Recorded information:
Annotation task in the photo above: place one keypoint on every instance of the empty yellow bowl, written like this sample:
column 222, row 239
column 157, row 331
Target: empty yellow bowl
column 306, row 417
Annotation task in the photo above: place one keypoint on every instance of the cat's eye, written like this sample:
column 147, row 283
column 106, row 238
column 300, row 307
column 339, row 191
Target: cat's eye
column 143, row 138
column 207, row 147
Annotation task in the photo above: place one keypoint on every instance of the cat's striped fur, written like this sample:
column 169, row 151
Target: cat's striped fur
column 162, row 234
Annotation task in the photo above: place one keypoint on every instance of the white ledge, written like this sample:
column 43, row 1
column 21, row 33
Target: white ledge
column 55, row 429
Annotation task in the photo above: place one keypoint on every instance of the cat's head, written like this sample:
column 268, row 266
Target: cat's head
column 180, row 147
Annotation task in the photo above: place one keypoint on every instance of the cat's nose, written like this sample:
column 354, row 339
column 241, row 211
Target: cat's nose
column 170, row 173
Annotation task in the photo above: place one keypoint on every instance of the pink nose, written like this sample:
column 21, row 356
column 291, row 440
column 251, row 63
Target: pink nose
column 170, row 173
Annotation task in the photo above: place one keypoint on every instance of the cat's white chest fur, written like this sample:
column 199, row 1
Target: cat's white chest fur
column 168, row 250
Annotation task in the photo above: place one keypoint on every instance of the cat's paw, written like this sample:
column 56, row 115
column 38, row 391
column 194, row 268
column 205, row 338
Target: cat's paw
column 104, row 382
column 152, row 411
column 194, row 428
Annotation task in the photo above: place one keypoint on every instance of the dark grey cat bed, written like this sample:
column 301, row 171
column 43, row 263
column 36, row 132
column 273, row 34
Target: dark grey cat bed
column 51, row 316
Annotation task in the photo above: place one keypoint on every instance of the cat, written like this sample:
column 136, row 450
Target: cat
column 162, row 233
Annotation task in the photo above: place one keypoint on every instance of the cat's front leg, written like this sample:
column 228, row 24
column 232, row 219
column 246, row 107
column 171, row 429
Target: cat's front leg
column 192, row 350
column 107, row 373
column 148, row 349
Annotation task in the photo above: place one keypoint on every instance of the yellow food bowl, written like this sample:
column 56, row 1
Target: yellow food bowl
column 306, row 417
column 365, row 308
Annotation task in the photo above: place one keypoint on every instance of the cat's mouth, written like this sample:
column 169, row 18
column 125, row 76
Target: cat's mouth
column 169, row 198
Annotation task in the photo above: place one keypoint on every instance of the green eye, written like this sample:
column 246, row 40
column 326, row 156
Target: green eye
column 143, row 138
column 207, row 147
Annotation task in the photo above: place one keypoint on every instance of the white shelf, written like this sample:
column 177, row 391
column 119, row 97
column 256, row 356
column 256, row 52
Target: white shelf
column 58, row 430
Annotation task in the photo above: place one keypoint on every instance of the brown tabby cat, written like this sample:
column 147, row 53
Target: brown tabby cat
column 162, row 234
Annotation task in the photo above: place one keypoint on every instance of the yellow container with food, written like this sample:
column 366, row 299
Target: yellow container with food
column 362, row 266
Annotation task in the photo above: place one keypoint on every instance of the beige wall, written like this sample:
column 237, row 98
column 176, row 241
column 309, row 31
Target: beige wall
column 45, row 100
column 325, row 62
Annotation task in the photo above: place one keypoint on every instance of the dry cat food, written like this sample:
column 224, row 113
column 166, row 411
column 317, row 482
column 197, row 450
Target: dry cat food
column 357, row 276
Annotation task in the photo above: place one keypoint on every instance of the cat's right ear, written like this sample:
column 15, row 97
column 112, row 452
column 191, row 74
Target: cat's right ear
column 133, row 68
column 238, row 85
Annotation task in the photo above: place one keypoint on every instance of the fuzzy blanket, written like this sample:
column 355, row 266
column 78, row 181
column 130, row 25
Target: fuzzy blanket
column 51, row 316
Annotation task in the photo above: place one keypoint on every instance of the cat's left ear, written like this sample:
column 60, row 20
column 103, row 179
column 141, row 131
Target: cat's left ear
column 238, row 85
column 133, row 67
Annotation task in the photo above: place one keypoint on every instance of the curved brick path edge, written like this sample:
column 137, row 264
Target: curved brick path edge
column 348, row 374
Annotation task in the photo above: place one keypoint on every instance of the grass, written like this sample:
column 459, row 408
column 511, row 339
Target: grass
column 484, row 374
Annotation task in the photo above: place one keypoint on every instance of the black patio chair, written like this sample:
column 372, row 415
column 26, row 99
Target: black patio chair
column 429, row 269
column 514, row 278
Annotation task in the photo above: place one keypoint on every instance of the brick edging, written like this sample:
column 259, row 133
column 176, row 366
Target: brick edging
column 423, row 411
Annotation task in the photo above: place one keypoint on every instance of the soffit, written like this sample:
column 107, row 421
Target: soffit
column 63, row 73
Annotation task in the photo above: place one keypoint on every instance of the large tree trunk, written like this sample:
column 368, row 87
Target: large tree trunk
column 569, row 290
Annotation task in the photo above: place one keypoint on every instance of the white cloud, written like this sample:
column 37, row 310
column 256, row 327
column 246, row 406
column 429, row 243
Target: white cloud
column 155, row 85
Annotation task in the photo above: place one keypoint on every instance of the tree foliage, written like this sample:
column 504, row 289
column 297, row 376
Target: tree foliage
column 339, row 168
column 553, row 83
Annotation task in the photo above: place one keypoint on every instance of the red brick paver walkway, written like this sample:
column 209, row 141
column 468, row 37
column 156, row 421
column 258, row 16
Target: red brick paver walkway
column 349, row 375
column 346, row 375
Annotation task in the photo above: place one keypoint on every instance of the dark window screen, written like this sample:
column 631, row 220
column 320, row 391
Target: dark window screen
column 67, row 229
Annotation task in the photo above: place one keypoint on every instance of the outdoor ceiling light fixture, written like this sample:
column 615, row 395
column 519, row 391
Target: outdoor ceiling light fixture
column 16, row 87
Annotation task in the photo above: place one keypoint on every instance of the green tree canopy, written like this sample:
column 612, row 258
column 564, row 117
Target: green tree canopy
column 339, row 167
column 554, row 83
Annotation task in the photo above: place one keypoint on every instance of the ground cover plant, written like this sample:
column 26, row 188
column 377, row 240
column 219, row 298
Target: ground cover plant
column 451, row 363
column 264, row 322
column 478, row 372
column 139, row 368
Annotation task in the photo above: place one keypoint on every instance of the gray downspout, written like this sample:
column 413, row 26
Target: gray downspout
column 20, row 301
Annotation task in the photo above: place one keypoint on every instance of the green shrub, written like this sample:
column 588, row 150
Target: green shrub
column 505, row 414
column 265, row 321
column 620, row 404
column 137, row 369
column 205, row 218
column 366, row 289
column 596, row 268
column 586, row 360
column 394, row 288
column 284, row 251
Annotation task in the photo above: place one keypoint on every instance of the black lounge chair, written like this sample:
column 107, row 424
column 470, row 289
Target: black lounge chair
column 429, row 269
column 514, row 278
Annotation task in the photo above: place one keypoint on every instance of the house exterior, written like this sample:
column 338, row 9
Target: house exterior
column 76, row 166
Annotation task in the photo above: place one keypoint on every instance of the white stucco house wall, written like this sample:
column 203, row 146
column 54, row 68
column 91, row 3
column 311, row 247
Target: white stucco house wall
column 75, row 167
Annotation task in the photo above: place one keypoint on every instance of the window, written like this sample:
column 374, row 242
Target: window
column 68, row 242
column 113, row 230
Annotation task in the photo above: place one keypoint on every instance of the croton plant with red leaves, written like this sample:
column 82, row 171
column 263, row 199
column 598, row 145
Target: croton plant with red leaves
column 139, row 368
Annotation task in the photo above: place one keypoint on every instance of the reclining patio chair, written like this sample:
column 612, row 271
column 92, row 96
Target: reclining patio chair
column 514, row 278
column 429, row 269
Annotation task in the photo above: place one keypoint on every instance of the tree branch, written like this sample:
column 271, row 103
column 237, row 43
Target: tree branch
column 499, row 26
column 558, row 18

Exercise task: Rewrite the full listing above, replacing every occurrence of "keypoint" with "marker" and leaving all other text unchanged.

Correct answer:
Annotation task in the photo above: place one marker on every instance of the empty yellow bowl, written like this sample:
column 222, row 239
column 157, row 331
Target: empty yellow bowl
column 306, row 417
Annotation task in the photo above: place one marker on every instance of the cat's eye, written like this sample:
column 147, row 283
column 106, row 238
column 300, row 307
column 339, row 191
Target: cat's eye
column 143, row 138
column 207, row 147
Annotation task in the photo above: place one marker on every instance of the cat's striped fur, written like this sample:
column 169, row 151
Target: cat's striped fur
column 162, row 234
Annotation task in the photo above: place one marker on every instance of the white ledge, written like this sample:
column 43, row 1
column 21, row 33
Target: white ledge
column 55, row 429
Annotation task in the photo above: place one marker on every instance of the cat's head, written like this sample:
column 268, row 266
Target: cat's head
column 180, row 147
Annotation task in the photo above: place one marker on every instance of the cat's nose, written like this sample:
column 354, row 339
column 241, row 211
Target: cat's nose
column 170, row 173
Annotation task in the photo above: place one marker on every instance of the pink nose, written like this sample:
column 21, row 356
column 291, row 440
column 251, row 63
Target: pink nose
column 170, row 173
Annotation task in the photo above: place one marker on every instance of the cat's white chest fur, written like this sample:
column 199, row 1
Target: cat's white chest fur
column 168, row 250
Annotation task in the photo above: place one marker on every instance of the cat's paw, written like this sample:
column 56, row 115
column 38, row 391
column 194, row 268
column 205, row 338
Target: cat's paw
column 104, row 382
column 152, row 411
column 194, row 428
Annotation task in the photo above: place one marker on every instance of the dark grey cat bed, written like this sample:
column 301, row 171
column 43, row 263
column 36, row 132
column 273, row 34
Target: dark grey cat bed
column 51, row 316
Annotation task in the photo above: place one marker on every instance of the cat, written like this sample:
column 136, row 450
Target: cat
column 162, row 233
Annotation task in the photo above: place one marker on every instance of the cat's front leg, written like this sample:
column 228, row 24
column 232, row 219
column 246, row 107
column 171, row 429
Target: cat's front leg
column 192, row 350
column 107, row 373
column 148, row 349
Annotation task in the photo above: place one marker on every instance of the yellow food bowl, written like this sample:
column 56, row 1
Target: yellow food bowl
column 306, row 417
column 365, row 308
Annotation task in the photo above: place one marker on every instance of the cat's mouth, written like this sample:
column 169, row 18
column 125, row 76
Target: cat's mouth
column 169, row 198
Annotation task in the photo above: place one marker on every instance of the green eye, written like this sample:
column 246, row 40
column 326, row 156
Target: green eye
column 143, row 138
column 207, row 147
Annotation task in the photo above: place one marker on every instance of the white shelf, written like this sample:
column 177, row 391
column 119, row 97
column 256, row 356
column 256, row 52
Target: white shelf
column 58, row 430
Annotation task in the photo above: place one marker on every instance of the brown tabby cat, written like this sample:
column 147, row 53
Target: brown tabby cat
column 162, row 234
Annotation task in the photo above: place one marker on every instance of the yellow container with food, written like this sample:
column 366, row 299
Target: yellow container with food
column 362, row 266
Annotation task in the photo above: place one marker on every instance of the beige wall, written like this sample:
column 237, row 98
column 176, row 241
column 309, row 31
Target: beige wall
column 45, row 100
column 325, row 62
Annotation task in the photo above: place one marker on every instance of the dry cat food, written like this sample:
column 224, row 113
column 166, row 411
column 317, row 482
column 197, row 450
Target: dry cat food
column 357, row 276
Annotation task in the photo above: place one marker on every instance of the cat's right ear, written like this sample:
column 15, row 97
column 112, row 452
column 191, row 74
Target: cat's right ear
column 133, row 68
column 238, row 85
Annotation task in the photo above: place one marker on every instance of the fuzzy blanket, written like this sample:
column 355, row 266
column 78, row 181
column 130, row 25
Target: fuzzy blanket
column 51, row 316
Annotation task in the photo above: place one marker on every instance of the cat's left ear, written like this sample:
column 60, row 20
column 103, row 179
column 141, row 131
Target: cat's left ear
column 238, row 85
column 133, row 67
Annotation task in the photo above: place one marker on every instance of the curved brick path edge, written like this sample:
column 137, row 264
Target: curved brick path edge
column 348, row 374
Annotation task in the photo above: place one marker on every instance of the grass, written like this sample:
column 459, row 408
column 511, row 339
Target: grass
column 484, row 374
Annotation task in the photo above: place one marker on every instance of the black patio chair, written like this sample:
column 372, row 415
column 26, row 99
Target: black patio chair
column 429, row 269
column 514, row 278
Annotation task in the photo above: place one marker on every instance of the brick edging, written like this sample:
column 259, row 133
column 176, row 366
Target: brick edging
column 423, row 411
Annotation task in the photo above: place one marker on every instance of the soffit, written like this sample:
column 107, row 421
Target: soffit
column 63, row 73
Annotation task in the photo above: place one marker on every instance of the large tree trunk, written like this sample:
column 368, row 87
Target: large tree trunk
column 569, row 290
Annotation task in the photo above: place one marker on every instance of the white cloud, written like this sample:
column 37, row 310
column 256, row 327
column 246, row 406
column 429, row 243
Target: white cloud
column 155, row 85
Annotation task in the photo above: place one marker on every instance of the tree foliage, written like this sample:
column 504, row 289
column 297, row 376
Target: tree foliage
column 339, row 168
column 553, row 83
Annotation task in the photo above: place one marker on every instance of the red brick paver walkway, written like this sample:
column 209, row 141
column 468, row 37
column 156, row 421
column 258, row 16
Target: red brick paver walkway
column 349, row 375
column 346, row 375
Annotation task in the photo above: place one marker on every instance of the dark window screen, written like this sample:
column 631, row 220
column 320, row 391
Target: dark window screen
column 67, row 229
Annotation task in the photo above: place one marker on every instance of the outdoor ceiling light fixture, written like this sample:
column 615, row 395
column 519, row 391
Target: outdoor ceiling light fixture
column 16, row 87
Annotation task in the photo above: place one marker on every instance of the green tree canopy, written like this sample:
column 612, row 258
column 564, row 117
Target: green tree canopy
column 339, row 167
column 554, row 83
Annotation task in the photo above: place one marker on every instance of the ground cover plant, written like this sample:
column 26, row 188
column 377, row 240
column 219, row 298
Target: ground cover plant
column 451, row 363
column 264, row 322
column 478, row 372
column 139, row 368
Annotation task in the photo above: place one marker on every instance of the gray downspout, written like this sample:
column 413, row 26
Target: gray downspout
column 20, row 301
Annotation task in the photo above: place one marker on every instance of the green shrub, written like this sample:
column 588, row 150
Target: green shrub
column 505, row 414
column 265, row 321
column 620, row 404
column 137, row 369
column 205, row 218
column 366, row 289
column 596, row 268
column 586, row 360
column 394, row 288
column 284, row 251
Annotation task in the photo above: place one marker on every instance of the black lounge chair, written like this sample:
column 107, row 424
column 470, row 289
Target: black lounge chair
column 429, row 269
column 514, row 278
Annotation task in the photo above: place one marker on every instance of the house exterior, written like this sample:
column 338, row 9
Target: house exterior
column 76, row 166
Annotation task in the photo above: place one marker on every instance of the white stucco house wall, written like this sample:
column 203, row 146
column 54, row 68
column 91, row 3
column 311, row 247
Target: white stucco house wall
column 75, row 167
Annotation task in the photo above: place one marker on every instance of the window, written like this sample:
column 374, row 242
Target: window
column 68, row 242
column 113, row 230
Annotation task in the photo above: place one marker on every instance of the croton plant with red leaves, written like this sample:
column 82, row 171
column 263, row 199
column 598, row 145
Target: croton plant with red leaves
column 139, row 368
Annotation task in the photo above: place one marker on every instance of the reclining patio chair, written like this sample:
column 612, row 271
column 92, row 96
Target: reclining patio chair
column 514, row 278
column 429, row 269
Annotation task in the photo above: place one marker on every instance of the tree branch, written like this sample:
column 271, row 103
column 237, row 43
Target: tree branch
column 499, row 26
column 558, row 18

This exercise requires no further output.